### Consignes
- 1) Pouvez-vous réécrire sous forme de liste le paragraphe du texte sur Neal Maupay qui commence par « Les cheveux ont été coupés », en conservant ses faits principaux ?
- 2) Que répond le texte sur Neal Maupay aux questions suivantes ?
(a) En quelle année l'attaquant a-t-il été transféré à Saint-Etienne ?
(b) Quel âge a-t-il ?
(c) Combien de réalisations compte-t-il lors de sa deuxième saison en Championship ?
- 3) Les affirmations suivantes concordent-elles avec le texte sur Neal Maupay ? Répondez par oui ou par non, en citant les mots du texte qui tranchent.
(a) Maupay a été prêté à Brest en 2017.
(b) Brentford évolue en Premier League.
(c) Maupay est franco-argentin.

### Texte source
Lancé par l’OGC Nice chez les pros à tout juste 16 ans, Neal Maupay a ensuite connu des hauts et des bas en France. Transféré à Saint-Etienne en 2015, prêté à Brest un an plus tard, l’attaquant a décidé en 2017 de faire ses valises et de tenter sa chance en Championship, libéré de son étiquette de surdoué, de sa réputation. Après une première saison d’apprentissage, le voilà qui cartonne avec Brentford. Interview.

Les cheveux ont été coupés, les épaules ont gonflé, et une fine barbe recouvre désormais le visage juvénile que la France du football avait découvert un jour de septembre 2012. Neal Maupay n’a que 22 ans, mais il ne reste plus grand chose du gamin niçois, celui qui avait fait ses grands débuts chez les pros à seulement 16 ans. Après plusieurs saisons en dents de scie dans l’Hexagone, et un transfert compliqué à Saint-Etienne, l’ancienne pépite du centre de formation des Aiglons a décidé de traverser la Manche à l’été 2017, pour s’engager avec Brentford, discrète formation de Championship. Un nouveau pays, un nouveau championnat et un nouveau Maupay: pour sa deuxième saison dans l’antichambre de la Premier League, le Franco-Argentin affole les compteurs, et squatte, avec 17 réalisations, le classement des meilleurs buteurs. De quoi susciter l’intérêt de clubs un peu plus huppés…

Il est assez rare de voir des Français en haut du classement des meilleurs buteurs en Championship. Comment vous expliquez cette folle saison?

### Données affichées
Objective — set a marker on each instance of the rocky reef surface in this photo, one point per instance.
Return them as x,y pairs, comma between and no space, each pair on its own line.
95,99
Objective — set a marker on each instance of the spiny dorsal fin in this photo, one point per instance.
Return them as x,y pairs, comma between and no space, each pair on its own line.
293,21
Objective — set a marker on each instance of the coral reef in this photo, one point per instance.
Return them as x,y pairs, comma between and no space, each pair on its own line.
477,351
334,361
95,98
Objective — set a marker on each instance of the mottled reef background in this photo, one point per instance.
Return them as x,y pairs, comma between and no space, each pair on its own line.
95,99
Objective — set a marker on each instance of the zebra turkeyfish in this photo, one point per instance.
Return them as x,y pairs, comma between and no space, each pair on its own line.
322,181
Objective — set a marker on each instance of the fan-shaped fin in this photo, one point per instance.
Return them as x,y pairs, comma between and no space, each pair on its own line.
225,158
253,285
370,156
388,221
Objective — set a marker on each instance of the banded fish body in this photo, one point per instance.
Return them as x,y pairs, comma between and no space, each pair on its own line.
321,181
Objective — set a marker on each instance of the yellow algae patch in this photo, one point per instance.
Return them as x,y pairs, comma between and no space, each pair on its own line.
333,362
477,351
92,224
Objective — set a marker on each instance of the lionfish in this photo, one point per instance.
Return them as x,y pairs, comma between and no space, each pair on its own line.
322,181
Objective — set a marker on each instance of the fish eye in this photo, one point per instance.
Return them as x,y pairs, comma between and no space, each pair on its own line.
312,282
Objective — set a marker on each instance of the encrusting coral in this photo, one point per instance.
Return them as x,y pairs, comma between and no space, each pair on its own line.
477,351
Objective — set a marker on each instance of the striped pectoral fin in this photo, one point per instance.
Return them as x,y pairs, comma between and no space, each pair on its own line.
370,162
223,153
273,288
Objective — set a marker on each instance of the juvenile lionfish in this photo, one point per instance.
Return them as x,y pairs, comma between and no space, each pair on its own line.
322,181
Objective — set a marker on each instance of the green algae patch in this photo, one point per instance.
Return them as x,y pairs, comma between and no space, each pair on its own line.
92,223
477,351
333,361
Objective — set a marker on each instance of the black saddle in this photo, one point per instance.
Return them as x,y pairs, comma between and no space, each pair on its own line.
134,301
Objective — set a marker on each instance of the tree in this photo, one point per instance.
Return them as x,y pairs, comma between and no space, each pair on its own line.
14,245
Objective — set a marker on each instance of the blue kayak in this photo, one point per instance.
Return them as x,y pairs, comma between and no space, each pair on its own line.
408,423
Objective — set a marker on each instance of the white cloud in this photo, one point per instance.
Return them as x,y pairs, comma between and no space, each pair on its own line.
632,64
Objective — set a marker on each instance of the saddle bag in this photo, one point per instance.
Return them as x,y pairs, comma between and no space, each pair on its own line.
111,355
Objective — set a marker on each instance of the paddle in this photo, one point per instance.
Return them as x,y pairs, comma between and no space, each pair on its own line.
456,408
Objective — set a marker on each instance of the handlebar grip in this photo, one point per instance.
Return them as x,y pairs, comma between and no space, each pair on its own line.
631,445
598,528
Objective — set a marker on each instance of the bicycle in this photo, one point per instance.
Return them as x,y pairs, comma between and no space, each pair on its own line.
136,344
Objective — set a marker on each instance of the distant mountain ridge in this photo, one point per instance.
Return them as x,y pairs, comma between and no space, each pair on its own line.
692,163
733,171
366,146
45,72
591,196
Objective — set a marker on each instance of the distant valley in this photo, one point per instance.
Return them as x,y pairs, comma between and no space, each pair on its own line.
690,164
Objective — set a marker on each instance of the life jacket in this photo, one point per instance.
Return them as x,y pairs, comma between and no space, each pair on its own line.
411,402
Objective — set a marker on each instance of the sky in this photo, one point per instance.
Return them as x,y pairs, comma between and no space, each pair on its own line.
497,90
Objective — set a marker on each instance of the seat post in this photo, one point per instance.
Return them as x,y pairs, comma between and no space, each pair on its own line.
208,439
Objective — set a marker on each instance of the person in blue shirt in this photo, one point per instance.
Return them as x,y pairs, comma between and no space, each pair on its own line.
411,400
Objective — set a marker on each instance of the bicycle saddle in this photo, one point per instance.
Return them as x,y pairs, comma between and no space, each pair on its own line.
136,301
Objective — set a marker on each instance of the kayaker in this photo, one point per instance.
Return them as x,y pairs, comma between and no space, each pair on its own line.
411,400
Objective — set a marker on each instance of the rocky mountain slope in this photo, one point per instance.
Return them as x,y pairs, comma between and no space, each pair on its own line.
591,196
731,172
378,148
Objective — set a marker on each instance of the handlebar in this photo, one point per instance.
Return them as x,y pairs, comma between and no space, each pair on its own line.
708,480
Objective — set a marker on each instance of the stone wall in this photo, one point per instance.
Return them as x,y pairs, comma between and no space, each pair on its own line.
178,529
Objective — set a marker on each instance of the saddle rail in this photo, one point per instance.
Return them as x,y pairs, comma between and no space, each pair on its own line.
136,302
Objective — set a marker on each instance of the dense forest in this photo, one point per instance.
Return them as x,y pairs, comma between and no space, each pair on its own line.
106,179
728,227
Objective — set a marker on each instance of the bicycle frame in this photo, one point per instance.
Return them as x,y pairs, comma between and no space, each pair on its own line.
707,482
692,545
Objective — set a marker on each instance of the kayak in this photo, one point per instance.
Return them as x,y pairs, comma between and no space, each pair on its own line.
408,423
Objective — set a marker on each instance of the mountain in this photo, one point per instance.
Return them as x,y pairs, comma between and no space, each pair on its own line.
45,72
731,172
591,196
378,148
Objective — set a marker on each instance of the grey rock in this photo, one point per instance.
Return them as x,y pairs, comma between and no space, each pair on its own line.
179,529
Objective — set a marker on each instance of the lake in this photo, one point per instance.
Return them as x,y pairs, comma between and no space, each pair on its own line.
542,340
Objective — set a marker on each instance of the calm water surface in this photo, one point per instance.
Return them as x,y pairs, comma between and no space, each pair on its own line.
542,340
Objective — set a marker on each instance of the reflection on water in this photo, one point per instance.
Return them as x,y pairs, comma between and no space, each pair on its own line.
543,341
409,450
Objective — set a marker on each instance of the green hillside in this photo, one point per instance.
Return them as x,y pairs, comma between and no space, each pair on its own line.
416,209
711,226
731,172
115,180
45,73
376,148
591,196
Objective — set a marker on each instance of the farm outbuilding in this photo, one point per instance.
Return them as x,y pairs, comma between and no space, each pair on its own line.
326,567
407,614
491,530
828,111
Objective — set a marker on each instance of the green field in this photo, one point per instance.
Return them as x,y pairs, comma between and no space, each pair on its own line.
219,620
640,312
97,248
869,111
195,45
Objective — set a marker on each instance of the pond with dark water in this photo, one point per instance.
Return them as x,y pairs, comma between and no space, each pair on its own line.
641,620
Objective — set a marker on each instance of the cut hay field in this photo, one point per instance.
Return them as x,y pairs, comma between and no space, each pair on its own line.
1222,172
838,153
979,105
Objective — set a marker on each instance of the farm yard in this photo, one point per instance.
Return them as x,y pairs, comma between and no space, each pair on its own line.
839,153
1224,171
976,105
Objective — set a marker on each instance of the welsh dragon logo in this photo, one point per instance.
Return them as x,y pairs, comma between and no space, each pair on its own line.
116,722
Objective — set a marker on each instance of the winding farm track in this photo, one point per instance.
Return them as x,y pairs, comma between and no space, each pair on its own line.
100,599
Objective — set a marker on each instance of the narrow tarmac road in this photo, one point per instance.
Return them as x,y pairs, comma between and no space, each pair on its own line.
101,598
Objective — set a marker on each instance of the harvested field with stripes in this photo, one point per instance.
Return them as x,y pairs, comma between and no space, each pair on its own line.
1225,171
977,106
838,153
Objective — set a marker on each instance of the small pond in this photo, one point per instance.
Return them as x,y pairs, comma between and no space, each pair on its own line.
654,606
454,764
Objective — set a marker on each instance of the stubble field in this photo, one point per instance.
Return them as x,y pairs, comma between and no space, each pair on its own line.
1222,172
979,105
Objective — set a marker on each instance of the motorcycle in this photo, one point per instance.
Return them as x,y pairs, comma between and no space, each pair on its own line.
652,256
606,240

### Réponses par consigne
- 1)
- Neal Maupay, 22 ans, a beaucoup changé physiquement depuis septembre 2012, quand la France du football l'a découvert.
- Issu du centre de formation de Nice, il a fait ses débuts chez les pros à 16 ans.
- Après des saisons irrégulières en France et un transfert compliqué à Saint-Etienne, il a rejoint Brentford, club de Championship, à l'été 2017.
- Pour sa deuxième saison en Championship, il a marqué 17 buts et figure parmi les meilleurs buteurs.
- Ses performances attirent l'intérêt de clubs plus huppés.

- 2)
(a) En 2015.
(b) 22 ans.
(c) 17 réalisations.

- 3)
(a) Non : « Transféré à Saint-Etienne en 2015, prêté à Brest un an plus tard ».
(b) Non : « Brentford, discrète formation de Championship ».
(c) Oui : « le Franco-Argentin affole les compteurs ».